In the data below, count how many lines contain "forearm" and give that number by itself.

## Data section
....

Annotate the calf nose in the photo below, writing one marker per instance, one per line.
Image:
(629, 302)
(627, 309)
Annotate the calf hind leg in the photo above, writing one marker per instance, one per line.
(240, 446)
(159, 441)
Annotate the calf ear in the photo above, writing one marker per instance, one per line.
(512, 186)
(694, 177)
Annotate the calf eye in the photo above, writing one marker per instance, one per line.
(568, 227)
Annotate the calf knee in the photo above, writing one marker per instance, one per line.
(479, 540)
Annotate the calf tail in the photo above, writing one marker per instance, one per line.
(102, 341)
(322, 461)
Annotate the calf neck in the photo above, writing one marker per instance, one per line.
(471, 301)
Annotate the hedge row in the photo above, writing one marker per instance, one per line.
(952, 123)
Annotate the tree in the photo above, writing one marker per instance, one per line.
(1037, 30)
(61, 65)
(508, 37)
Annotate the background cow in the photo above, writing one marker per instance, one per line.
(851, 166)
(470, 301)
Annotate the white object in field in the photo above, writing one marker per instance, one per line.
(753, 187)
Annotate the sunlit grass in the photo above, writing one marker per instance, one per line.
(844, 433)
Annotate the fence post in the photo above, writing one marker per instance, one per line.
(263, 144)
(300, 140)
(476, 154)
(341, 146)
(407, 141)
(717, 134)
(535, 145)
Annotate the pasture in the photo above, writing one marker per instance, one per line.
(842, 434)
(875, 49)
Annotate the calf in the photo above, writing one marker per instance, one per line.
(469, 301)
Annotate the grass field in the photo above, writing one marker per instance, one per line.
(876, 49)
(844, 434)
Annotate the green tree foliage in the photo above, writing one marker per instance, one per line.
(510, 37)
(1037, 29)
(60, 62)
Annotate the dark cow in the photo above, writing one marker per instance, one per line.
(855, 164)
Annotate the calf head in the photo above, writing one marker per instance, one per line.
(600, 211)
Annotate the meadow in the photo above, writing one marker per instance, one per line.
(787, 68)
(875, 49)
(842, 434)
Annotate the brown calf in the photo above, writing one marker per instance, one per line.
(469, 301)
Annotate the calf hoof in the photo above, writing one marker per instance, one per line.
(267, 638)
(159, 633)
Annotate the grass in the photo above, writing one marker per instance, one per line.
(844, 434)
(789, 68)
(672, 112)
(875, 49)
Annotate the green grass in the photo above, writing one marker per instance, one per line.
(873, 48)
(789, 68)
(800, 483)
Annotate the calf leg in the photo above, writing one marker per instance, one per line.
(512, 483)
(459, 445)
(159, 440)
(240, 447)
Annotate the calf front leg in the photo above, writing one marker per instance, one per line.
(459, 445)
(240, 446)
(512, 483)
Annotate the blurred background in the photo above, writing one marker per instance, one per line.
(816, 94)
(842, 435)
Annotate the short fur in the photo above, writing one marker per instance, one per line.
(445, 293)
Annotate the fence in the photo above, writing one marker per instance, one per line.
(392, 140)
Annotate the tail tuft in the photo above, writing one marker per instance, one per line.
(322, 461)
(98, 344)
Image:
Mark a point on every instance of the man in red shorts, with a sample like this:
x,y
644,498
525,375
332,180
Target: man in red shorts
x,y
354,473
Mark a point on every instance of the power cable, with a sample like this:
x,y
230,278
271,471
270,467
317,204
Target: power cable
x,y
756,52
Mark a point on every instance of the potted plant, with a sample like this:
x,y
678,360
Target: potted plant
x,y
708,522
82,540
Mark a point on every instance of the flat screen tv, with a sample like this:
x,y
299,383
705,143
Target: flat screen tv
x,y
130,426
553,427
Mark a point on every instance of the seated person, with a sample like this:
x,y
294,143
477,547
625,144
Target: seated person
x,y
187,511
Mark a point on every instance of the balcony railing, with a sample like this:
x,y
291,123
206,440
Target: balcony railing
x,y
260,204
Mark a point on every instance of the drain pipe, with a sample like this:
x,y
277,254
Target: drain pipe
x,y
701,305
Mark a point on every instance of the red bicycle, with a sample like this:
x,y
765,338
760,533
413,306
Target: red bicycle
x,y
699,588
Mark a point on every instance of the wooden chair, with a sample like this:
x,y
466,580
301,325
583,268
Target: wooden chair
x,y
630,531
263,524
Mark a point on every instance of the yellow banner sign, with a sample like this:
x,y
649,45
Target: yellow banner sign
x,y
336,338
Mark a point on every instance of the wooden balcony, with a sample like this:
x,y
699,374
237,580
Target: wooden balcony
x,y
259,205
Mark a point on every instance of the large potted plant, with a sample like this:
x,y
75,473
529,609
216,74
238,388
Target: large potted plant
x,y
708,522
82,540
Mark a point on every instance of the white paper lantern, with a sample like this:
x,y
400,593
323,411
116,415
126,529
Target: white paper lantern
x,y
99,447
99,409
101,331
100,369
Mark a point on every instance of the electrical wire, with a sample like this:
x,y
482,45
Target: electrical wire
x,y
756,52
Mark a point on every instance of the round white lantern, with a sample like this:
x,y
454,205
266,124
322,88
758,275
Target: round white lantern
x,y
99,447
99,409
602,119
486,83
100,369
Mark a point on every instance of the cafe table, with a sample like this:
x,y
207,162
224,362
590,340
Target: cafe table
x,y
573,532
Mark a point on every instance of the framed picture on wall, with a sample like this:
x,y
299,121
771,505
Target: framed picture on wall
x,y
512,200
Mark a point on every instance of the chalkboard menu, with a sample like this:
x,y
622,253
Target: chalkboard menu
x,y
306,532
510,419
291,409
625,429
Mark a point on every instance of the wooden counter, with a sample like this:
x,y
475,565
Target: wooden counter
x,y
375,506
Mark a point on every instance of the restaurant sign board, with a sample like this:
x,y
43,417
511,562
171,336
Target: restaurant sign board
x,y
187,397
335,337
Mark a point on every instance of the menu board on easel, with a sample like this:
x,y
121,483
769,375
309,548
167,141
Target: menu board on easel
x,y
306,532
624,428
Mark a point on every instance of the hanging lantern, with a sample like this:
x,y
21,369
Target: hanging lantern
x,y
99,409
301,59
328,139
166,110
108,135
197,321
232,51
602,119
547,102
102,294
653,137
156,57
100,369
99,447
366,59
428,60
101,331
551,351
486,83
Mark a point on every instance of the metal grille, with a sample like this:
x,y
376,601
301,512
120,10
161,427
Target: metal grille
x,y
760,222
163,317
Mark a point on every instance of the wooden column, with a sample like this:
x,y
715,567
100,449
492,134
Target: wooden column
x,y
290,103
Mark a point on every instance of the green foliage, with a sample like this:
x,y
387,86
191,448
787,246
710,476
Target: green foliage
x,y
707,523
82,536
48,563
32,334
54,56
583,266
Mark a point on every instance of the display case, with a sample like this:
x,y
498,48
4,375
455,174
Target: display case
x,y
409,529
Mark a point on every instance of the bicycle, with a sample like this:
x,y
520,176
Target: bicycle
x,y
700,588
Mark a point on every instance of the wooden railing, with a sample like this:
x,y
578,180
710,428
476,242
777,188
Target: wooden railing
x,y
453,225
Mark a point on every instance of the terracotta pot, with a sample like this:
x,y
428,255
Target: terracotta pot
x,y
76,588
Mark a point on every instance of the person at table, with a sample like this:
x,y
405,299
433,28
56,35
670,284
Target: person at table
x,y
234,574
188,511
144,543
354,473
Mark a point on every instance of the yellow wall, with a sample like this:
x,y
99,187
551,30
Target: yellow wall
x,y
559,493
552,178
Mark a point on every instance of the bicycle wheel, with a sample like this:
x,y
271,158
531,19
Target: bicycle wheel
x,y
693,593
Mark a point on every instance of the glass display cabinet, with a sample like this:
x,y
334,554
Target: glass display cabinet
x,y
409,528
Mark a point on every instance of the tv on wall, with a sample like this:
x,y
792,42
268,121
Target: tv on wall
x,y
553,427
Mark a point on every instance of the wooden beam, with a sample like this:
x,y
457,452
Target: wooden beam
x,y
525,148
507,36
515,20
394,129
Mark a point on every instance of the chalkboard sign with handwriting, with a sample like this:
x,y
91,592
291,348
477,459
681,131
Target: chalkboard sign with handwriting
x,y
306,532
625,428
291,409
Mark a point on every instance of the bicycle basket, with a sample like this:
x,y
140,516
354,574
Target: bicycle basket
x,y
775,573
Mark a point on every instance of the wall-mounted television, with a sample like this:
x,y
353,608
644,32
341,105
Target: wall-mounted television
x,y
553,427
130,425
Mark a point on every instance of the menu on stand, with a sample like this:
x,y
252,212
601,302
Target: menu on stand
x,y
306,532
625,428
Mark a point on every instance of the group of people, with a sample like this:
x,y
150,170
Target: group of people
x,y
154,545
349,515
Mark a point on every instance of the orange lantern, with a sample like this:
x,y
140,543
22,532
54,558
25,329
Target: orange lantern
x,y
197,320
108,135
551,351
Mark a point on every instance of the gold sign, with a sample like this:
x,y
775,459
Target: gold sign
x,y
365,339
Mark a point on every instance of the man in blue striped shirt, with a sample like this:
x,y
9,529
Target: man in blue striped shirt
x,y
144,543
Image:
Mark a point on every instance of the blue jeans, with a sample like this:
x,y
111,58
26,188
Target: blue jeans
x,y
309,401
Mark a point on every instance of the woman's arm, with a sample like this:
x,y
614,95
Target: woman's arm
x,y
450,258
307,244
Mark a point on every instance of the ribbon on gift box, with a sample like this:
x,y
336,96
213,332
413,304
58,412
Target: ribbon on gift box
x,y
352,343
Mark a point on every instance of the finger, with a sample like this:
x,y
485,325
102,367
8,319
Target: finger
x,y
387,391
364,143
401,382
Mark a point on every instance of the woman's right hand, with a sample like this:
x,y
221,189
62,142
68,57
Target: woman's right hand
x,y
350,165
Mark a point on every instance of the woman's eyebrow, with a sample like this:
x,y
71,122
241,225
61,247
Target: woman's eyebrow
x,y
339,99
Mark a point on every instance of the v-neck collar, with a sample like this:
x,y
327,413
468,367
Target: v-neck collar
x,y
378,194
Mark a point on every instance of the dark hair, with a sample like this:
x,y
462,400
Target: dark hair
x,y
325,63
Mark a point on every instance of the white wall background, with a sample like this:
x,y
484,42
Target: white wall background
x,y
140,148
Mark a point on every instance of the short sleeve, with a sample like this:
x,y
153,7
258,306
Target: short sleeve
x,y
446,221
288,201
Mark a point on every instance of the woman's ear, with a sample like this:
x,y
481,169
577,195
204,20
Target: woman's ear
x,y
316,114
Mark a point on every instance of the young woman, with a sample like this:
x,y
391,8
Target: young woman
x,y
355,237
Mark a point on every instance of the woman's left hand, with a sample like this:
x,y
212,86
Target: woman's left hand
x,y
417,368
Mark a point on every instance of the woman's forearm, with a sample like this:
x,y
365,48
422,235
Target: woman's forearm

....

## Task output
2